## 과제 목표:
아래 목록에서 "background"라는 단어가 들어 있는 줄을 하나도 빠뜨리지 말고 모두 옮겨 적어 알려 주세요.

## 데이터 부분:
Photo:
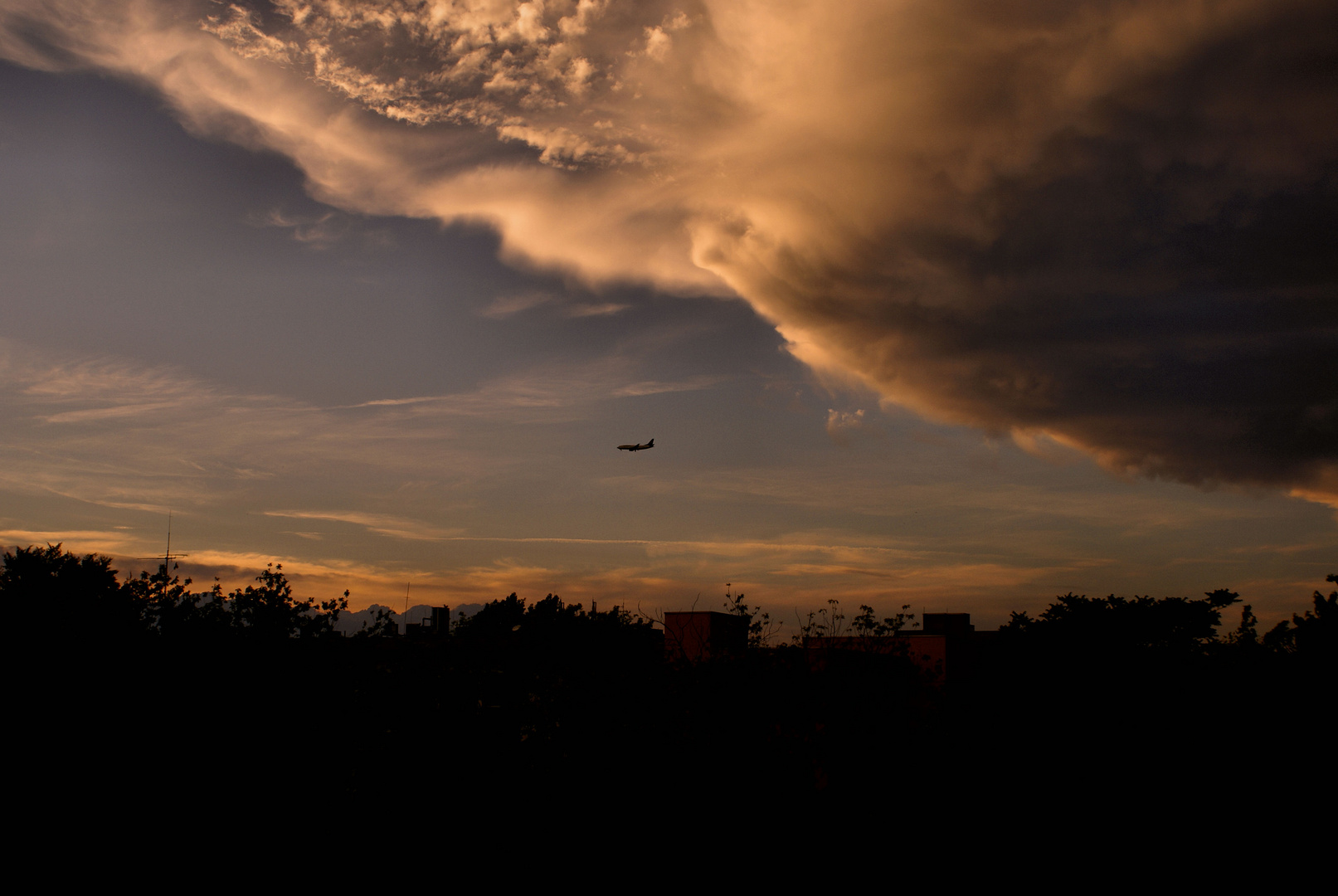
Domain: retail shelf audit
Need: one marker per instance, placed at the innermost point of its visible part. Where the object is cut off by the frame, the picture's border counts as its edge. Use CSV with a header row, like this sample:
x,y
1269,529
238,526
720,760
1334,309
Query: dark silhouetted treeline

--

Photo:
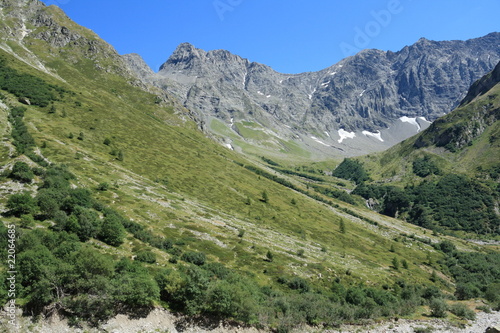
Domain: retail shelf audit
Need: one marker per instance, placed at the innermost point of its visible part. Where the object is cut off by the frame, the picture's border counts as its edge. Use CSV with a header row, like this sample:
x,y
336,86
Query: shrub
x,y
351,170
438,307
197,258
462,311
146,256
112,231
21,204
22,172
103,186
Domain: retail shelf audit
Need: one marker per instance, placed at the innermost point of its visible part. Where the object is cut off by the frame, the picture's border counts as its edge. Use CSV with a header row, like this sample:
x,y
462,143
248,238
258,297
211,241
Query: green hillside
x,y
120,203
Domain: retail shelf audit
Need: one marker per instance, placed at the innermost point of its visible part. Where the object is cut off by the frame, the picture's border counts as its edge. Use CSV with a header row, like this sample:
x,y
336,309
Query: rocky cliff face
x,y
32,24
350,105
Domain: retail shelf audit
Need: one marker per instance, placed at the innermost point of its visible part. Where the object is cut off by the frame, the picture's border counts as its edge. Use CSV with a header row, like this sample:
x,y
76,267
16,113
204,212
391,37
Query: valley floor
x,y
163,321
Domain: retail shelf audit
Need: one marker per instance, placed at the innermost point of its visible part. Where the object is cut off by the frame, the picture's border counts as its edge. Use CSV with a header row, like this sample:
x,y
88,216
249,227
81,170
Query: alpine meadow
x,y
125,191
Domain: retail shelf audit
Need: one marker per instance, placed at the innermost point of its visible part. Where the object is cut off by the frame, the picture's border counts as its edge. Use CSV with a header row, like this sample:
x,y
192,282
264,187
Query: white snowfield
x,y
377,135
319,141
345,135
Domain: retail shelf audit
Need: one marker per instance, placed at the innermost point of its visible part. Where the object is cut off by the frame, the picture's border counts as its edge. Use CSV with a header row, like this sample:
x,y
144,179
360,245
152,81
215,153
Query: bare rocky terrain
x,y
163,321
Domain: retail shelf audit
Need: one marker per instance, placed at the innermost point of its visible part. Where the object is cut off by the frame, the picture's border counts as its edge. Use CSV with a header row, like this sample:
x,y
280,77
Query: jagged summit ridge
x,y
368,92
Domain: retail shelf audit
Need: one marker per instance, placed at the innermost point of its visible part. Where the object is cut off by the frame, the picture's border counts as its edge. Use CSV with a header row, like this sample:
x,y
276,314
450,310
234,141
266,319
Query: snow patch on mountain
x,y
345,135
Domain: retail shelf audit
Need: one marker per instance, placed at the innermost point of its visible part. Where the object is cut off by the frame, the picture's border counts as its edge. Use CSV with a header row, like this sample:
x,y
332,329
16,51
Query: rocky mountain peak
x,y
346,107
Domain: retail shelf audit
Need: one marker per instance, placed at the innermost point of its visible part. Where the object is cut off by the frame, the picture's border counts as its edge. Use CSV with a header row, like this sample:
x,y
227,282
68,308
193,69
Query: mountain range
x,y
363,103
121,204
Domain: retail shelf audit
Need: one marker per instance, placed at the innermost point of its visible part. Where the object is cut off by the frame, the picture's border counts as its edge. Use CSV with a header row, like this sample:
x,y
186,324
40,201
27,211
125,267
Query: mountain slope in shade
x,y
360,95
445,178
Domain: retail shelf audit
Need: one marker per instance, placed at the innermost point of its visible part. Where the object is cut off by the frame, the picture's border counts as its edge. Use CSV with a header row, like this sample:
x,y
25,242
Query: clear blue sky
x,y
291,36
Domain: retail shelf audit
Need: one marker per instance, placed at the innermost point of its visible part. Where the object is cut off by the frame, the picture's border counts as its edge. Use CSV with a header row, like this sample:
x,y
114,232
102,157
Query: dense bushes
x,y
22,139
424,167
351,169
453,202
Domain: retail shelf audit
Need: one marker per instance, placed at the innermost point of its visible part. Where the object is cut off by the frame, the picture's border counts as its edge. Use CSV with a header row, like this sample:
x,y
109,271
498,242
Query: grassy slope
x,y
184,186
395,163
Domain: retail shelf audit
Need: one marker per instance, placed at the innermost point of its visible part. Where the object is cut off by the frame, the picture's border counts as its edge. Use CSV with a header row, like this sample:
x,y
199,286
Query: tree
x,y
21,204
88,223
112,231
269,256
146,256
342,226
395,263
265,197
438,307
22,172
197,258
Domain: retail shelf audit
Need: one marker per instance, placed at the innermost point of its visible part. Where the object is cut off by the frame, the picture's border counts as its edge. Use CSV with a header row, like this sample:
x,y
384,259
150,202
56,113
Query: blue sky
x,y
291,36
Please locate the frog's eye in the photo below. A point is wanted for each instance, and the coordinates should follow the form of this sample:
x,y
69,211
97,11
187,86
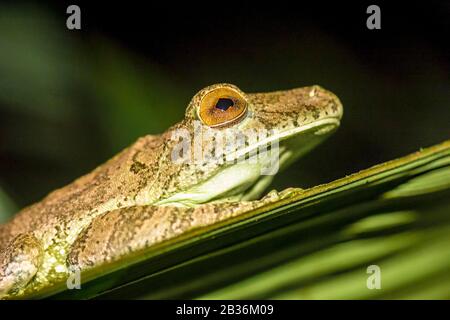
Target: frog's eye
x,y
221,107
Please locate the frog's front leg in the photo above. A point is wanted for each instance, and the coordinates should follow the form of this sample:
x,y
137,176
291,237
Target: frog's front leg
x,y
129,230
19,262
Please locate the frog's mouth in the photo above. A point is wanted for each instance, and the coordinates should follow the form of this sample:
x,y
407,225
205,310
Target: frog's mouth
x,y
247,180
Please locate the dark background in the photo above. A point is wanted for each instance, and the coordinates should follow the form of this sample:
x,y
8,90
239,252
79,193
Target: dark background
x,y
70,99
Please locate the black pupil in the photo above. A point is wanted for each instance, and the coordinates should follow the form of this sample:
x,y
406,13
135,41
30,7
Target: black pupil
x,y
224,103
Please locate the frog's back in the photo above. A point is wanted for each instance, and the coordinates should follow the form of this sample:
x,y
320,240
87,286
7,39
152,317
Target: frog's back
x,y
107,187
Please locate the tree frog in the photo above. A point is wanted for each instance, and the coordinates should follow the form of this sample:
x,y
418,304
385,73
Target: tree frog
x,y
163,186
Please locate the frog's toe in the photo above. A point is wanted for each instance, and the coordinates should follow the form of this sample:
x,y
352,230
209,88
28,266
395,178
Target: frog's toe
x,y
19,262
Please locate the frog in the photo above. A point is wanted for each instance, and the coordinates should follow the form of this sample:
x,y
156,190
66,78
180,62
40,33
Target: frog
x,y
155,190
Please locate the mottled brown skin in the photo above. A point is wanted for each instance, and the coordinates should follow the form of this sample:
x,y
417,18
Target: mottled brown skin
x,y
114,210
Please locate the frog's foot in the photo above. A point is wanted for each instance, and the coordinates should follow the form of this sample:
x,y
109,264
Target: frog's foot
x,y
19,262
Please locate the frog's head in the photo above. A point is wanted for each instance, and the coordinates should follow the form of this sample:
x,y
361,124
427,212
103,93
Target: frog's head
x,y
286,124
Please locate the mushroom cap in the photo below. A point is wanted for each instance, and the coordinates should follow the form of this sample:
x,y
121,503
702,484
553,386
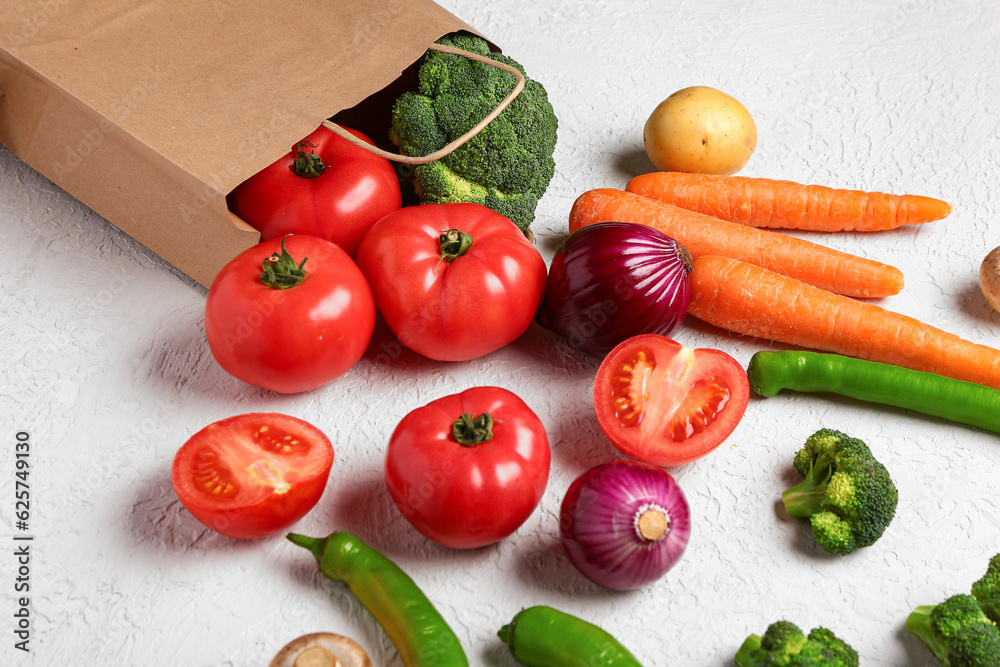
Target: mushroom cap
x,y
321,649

## 과제 풀이:
Please locate the dark background in the photo above. A point is wanted for each instance, and the coordinates should follow the form of this sample:
Target: dark background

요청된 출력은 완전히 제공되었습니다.